### [OBJECTIVE]
Which lines in the material below contain the string "dark"? Return each of them in full, and treat uppercase and lowercase as different.
+--
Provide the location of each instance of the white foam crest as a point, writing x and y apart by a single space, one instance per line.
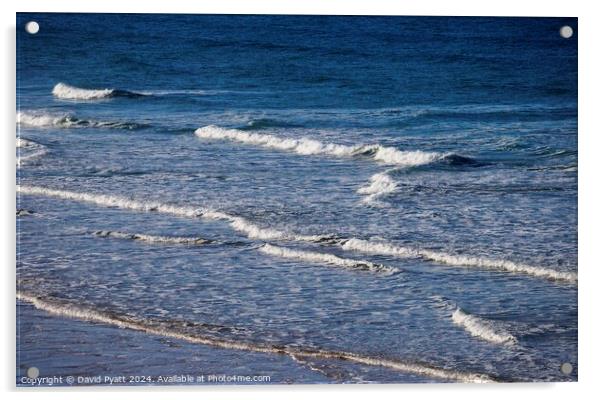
380 185
111 201
482 328
325 258
64 91
24 143
390 155
455 260
154 238
126 322
240 224
39 119
306 146
253 231
35 150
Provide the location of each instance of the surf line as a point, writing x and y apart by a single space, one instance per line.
253 231
77 312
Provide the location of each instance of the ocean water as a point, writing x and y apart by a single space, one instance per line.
314 199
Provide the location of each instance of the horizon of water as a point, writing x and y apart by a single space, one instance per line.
317 199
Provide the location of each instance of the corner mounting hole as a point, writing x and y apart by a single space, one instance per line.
32 27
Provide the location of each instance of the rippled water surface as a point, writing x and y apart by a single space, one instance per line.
317 199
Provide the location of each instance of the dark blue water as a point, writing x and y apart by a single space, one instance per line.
436 157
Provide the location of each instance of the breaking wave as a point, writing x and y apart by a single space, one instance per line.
68 310
306 146
153 238
253 231
240 224
482 328
326 259
32 149
456 260
64 91
380 185
44 120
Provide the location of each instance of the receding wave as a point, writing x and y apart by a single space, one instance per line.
240 224
265 123
196 241
64 91
28 150
253 231
74 311
325 258
306 146
381 184
456 260
482 328
45 120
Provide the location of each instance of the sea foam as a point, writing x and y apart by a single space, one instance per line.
38 119
381 184
253 231
306 146
384 248
76 311
155 239
325 258
482 328
33 150
64 91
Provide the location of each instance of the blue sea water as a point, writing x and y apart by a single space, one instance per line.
398 189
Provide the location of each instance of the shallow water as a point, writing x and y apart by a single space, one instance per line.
283 141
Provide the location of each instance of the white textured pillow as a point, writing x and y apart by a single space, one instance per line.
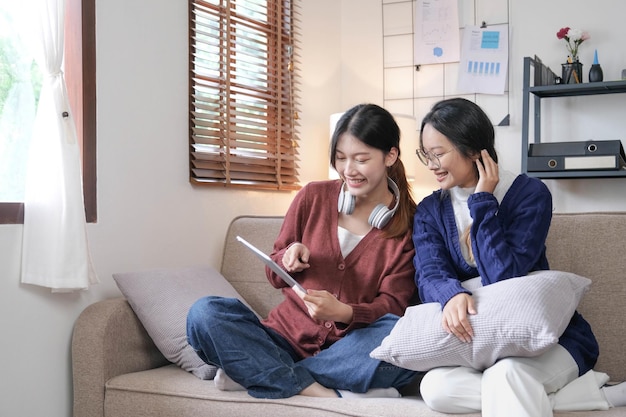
521 316
161 300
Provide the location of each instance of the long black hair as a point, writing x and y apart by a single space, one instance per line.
465 124
376 127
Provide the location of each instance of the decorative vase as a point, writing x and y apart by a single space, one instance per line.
572 72
595 72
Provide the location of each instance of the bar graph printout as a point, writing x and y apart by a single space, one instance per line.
484 59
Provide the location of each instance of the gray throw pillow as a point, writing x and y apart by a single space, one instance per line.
521 316
161 300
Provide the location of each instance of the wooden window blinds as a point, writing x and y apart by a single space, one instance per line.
242 99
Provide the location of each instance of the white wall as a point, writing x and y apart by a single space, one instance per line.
149 215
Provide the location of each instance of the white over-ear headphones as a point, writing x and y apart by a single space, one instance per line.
380 216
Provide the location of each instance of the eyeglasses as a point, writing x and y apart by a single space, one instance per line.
427 157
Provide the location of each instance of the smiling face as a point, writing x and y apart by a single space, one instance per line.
455 170
363 168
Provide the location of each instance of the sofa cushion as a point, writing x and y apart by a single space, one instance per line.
161 299
521 316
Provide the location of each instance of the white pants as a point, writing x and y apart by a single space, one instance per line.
516 387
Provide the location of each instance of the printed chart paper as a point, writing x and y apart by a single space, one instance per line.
484 60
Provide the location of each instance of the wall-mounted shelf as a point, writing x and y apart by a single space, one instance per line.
539 92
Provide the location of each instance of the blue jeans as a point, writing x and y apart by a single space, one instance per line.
227 334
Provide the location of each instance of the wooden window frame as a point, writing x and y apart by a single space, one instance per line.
80 70
243 123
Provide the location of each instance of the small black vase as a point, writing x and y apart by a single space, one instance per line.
595 72
572 73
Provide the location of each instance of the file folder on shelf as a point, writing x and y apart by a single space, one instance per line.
564 156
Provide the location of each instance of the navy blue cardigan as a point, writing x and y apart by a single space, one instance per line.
508 240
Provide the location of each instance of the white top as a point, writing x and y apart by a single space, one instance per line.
347 240
462 216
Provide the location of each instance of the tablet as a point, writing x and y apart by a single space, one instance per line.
272 265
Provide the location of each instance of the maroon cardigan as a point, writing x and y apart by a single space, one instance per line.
376 278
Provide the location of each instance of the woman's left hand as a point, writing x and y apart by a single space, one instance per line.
488 176
322 305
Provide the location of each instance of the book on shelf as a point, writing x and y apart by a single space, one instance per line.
580 155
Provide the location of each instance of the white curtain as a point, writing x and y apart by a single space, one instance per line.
55 251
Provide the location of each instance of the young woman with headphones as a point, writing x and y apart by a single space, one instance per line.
348 242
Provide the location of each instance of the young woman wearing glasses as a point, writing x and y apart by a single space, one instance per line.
487 222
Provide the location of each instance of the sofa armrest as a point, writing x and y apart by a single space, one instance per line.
108 340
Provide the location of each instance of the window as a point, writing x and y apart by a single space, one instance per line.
80 72
243 108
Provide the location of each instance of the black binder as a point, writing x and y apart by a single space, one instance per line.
587 155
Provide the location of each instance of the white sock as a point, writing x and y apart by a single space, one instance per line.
224 383
373 393
615 394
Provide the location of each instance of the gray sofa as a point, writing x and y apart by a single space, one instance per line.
118 371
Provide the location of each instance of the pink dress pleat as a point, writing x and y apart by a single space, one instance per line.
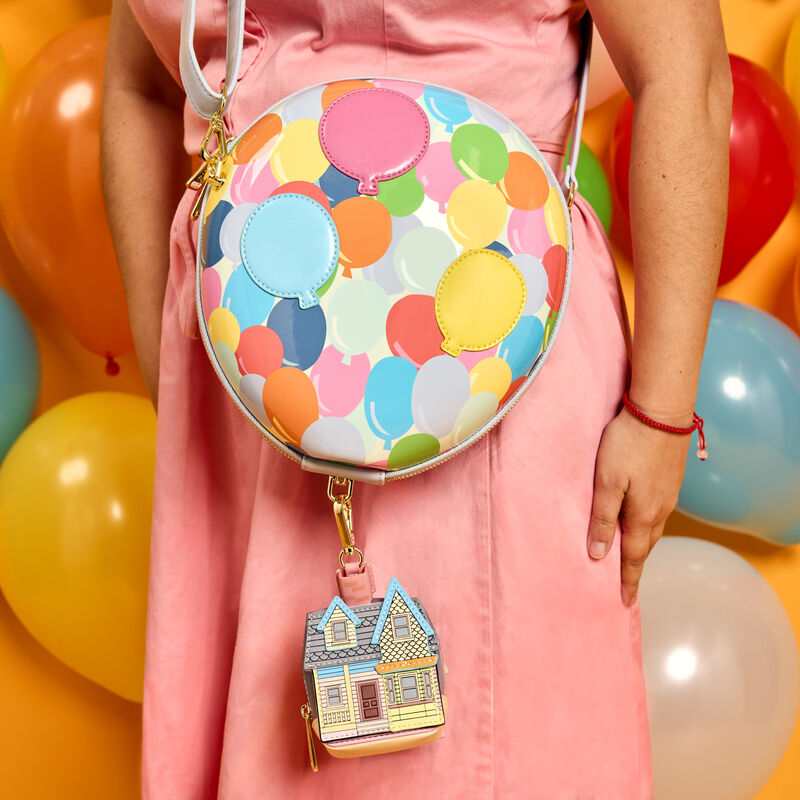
545 686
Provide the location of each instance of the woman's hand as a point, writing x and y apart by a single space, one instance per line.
638 475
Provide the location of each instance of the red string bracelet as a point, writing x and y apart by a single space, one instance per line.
702 453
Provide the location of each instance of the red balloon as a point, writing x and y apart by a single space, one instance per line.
554 262
51 205
260 351
412 331
764 162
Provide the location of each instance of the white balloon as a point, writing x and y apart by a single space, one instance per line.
535 280
230 232
440 390
722 672
334 438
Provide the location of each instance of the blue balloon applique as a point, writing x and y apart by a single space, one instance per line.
452 109
290 247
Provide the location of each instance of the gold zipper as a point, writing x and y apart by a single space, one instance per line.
305 712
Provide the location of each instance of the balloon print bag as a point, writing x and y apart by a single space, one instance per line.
383 266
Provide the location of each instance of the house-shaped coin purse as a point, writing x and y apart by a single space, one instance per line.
373 675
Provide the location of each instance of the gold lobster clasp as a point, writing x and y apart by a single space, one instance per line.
209 173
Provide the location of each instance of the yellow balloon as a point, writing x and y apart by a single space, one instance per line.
554 217
75 510
476 213
223 327
479 300
298 155
490 375
791 64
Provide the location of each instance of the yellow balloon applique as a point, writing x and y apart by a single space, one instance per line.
223 327
554 217
476 213
479 300
298 155
490 375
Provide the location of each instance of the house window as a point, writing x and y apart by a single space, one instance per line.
334 696
408 686
400 624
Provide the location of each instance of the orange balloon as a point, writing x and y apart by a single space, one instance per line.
365 231
796 285
52 207
290 401
258 137
524 185
338 88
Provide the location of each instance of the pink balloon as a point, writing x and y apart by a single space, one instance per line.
339 386
413 90
210 290
469 358
374 134
253 182
438 174
527 232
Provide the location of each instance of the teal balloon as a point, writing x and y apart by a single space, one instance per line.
749 398
593 185
447 107
522 346
402 195
20 371
479 152
387 398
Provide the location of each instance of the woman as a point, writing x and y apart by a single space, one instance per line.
529 572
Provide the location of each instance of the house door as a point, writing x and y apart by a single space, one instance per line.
368 698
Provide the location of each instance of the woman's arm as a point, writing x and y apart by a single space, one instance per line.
143 171
672 57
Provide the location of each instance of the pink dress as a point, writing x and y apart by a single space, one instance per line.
545 686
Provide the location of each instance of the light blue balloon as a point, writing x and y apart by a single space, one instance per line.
447 107
441 390
20 371
290 247
521 347
387 398
749 398
249 303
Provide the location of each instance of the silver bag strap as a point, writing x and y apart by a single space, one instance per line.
205 101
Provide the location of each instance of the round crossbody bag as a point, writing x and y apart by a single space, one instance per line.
383 266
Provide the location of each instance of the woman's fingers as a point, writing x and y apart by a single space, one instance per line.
608 495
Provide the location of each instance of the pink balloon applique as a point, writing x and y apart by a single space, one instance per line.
374 135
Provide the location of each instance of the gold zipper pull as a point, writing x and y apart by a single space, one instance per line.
305 712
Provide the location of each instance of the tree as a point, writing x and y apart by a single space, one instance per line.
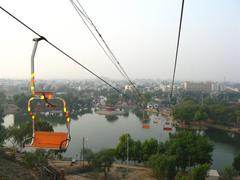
163 166
137 154
88 155
35 159
200 116
200 172
3 134
185 111
21 101
189 149
229 173
236 162
149 147
18 134
103 160
121 148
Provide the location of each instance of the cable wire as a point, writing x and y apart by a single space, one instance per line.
176 55
64 53
84 16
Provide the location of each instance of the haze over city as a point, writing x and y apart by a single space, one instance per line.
142 34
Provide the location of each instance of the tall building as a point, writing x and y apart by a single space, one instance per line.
198 86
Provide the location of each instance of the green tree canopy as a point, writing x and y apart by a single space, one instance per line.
149 147
163 166
189 149
103 160
236 162
200 172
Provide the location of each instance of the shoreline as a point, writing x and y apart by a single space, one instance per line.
201 125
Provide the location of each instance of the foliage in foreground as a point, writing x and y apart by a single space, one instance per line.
103 160
36 159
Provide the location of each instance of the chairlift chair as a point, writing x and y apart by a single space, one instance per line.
45 139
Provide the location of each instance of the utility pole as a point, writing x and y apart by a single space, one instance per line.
83 151
127 151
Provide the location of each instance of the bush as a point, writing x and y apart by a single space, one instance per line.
36 159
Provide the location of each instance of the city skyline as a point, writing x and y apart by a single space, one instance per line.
143 38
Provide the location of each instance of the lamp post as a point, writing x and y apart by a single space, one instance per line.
127 151
83 144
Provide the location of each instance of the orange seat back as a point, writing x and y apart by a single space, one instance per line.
145 126
50 140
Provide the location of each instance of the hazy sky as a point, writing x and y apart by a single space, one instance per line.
142 34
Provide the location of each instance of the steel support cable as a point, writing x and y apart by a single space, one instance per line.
176 55
64 53
79 13
113 58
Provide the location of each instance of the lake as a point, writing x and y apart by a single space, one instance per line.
104 133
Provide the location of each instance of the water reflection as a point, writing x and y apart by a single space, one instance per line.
111 118
103 132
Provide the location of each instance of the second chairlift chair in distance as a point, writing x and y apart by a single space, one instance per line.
45 139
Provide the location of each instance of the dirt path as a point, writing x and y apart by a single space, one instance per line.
10 170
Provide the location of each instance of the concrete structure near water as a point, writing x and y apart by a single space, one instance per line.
198 86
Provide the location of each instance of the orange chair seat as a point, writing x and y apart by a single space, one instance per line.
50 140
145 126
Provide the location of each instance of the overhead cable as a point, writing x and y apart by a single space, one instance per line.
176 55
63 52
111 56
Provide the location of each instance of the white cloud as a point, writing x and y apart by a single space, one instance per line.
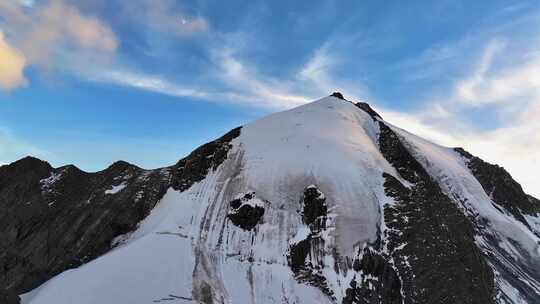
512 91
12 63
41 32
13 148
163 16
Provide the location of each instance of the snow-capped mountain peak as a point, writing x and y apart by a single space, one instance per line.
323 203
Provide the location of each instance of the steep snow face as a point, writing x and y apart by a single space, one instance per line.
187 249
330 143
513 249
302 185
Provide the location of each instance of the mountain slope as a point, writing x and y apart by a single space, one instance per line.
324 203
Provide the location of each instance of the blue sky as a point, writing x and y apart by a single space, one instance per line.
93 81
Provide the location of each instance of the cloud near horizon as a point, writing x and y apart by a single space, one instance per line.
37 34
12 64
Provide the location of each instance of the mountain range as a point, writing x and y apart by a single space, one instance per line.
323 203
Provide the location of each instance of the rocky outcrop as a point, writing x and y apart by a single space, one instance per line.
376 281
54 219
429 238
306 256
246 212
501 187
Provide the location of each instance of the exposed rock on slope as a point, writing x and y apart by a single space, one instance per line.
324 203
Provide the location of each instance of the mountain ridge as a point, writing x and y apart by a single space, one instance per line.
366 273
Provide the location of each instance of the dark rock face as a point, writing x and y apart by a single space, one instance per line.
314 210
379 282
500 186
430 239
52 219
243 214
337 95
367 108
196 165
306 256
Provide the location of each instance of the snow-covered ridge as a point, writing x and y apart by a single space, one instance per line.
189 250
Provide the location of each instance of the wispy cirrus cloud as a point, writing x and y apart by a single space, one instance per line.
36 34
511 91
12 63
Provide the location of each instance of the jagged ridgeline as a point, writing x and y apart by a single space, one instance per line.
323 203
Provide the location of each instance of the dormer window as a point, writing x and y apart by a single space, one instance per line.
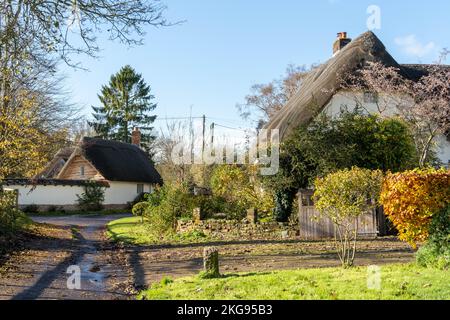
370 97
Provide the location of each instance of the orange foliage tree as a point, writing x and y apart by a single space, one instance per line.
411 198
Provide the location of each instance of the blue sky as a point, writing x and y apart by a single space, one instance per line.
224 47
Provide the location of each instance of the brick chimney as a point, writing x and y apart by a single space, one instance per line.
136 137
340 42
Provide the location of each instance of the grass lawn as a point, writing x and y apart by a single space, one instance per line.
398 282
133 231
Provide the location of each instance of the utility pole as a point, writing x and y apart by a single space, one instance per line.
203 133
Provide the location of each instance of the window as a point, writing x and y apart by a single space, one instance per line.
370 97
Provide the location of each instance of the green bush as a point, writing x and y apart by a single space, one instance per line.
166 205
241 189
92 198
436 252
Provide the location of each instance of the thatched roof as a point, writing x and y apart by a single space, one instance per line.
322 83
117 161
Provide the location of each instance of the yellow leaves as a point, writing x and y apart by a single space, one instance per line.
411 198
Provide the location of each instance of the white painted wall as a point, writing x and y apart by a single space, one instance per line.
385 107
119 193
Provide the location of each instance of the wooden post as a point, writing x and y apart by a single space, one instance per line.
211 262
252 215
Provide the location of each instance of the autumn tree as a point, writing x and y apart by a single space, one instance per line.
23 145
328 144
412 198
126 104
344 196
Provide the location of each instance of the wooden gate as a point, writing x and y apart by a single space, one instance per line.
314 226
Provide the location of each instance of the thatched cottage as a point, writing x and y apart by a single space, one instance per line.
123 169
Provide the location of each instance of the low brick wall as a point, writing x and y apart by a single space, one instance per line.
240 230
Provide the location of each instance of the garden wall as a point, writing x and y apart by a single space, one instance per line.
240 230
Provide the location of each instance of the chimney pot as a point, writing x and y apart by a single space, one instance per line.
136 137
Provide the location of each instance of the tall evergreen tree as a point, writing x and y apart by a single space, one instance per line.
126 104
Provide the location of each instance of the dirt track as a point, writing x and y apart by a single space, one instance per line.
110 271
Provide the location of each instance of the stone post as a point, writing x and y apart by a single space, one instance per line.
211 262
252 215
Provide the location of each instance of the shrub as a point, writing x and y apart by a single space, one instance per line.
166 205
411 198
240 188
92 198
342 197
139 209
436 252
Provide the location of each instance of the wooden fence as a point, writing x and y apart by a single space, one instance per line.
313 226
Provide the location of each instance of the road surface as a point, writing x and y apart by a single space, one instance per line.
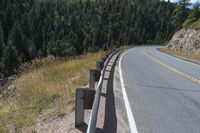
156 93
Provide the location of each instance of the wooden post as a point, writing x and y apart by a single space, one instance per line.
79 109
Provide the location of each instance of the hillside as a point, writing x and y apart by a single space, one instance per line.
43 91
30 29
186 40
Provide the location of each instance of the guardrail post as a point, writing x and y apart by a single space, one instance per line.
94 76
100 65
79 109
103 59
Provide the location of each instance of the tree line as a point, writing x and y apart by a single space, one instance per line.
64 28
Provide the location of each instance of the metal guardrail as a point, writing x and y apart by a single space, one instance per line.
93 117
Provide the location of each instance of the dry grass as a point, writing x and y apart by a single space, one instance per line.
48 87
185 54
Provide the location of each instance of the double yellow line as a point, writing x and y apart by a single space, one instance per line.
195 80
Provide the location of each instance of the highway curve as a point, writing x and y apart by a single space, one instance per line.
156 93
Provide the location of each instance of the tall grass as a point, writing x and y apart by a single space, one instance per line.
45 88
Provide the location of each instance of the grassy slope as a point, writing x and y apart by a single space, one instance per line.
45 91
185 54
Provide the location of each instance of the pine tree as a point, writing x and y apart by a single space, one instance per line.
19 41
2 45
11 60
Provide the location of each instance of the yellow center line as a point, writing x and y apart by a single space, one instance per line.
195 80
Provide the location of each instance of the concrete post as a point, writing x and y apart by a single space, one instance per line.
94 76
99 65
79 109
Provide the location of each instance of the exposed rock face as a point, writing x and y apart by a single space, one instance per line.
187 40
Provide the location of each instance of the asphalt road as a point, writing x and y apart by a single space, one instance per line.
163 92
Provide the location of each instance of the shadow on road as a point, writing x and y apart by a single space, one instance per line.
83 128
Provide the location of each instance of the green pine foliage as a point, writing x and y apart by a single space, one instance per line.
11 60
73 27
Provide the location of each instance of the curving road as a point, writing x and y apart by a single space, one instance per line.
163 93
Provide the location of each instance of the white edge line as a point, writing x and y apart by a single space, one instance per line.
130 116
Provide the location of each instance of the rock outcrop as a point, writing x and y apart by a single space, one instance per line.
187 40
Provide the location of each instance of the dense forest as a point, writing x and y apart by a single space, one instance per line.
37 28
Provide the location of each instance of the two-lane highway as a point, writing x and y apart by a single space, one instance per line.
161 92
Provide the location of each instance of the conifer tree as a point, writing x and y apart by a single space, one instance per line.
11 60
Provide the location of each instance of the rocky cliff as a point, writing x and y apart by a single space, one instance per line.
187 40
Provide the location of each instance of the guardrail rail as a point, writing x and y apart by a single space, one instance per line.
94 113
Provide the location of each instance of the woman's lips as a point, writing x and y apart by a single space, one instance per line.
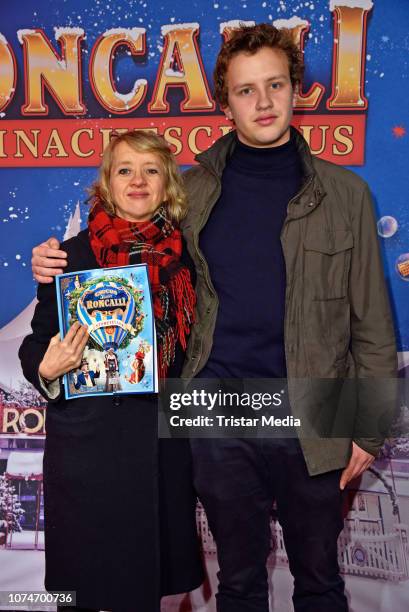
138 194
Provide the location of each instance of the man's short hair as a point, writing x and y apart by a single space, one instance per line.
250 39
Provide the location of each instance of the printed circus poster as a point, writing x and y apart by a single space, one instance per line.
115 305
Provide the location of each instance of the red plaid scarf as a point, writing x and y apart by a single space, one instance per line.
157 243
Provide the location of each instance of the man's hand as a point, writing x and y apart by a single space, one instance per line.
359 462
48 261
62 356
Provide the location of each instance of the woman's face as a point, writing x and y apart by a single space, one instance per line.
137 183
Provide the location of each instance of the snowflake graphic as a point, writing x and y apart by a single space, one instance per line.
399 131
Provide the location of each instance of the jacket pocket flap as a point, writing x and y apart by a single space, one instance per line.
329 242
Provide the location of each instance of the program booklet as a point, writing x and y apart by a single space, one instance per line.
116 306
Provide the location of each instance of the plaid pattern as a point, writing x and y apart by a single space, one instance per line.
157 243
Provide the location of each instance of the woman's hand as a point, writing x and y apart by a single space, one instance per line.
62 356
48 261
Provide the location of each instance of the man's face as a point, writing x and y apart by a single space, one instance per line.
260 97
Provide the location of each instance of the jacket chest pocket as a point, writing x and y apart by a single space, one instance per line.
326 266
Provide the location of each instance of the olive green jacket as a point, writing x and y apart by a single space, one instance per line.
338 322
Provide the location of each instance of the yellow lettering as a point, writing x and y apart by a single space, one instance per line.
10 424
343 139
101 70
8 73
59 74
181 66
349 58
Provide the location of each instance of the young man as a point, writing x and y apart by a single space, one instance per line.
299 233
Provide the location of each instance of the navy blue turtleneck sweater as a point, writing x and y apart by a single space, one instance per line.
241 243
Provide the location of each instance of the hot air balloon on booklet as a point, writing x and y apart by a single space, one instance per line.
115 305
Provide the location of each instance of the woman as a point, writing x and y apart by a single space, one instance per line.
119 506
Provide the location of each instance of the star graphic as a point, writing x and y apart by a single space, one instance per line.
399 131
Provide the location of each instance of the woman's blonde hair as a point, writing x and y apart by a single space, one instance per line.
143 142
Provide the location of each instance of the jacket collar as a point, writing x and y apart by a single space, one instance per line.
216 157
309 196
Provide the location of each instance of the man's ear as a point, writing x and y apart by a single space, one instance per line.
228 113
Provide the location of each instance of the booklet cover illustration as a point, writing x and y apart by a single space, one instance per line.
116 306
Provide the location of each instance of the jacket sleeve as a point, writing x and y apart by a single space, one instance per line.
44 326
373 344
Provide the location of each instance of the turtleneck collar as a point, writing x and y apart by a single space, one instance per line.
264 160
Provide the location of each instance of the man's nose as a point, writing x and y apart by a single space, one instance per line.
264 100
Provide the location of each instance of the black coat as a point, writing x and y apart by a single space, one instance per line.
119 503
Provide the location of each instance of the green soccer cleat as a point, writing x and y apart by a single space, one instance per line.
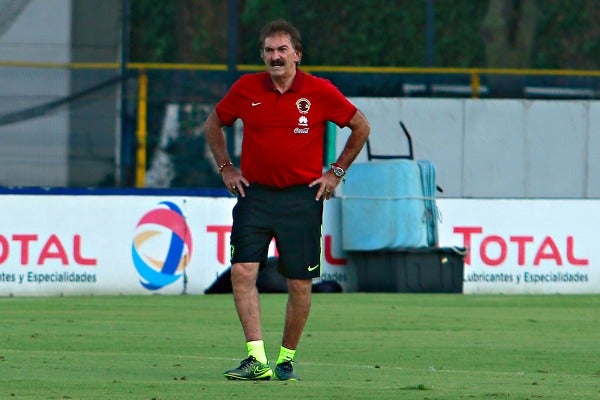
+--
### [CORRECT ANSWER]
Provide the location of each instance of the dark blue water as a point, writing x and y apart by a single space, one instance per line.
Provide the location of each instance of the dark rock face as a point, writing x and y apart by a single space, one instance per line.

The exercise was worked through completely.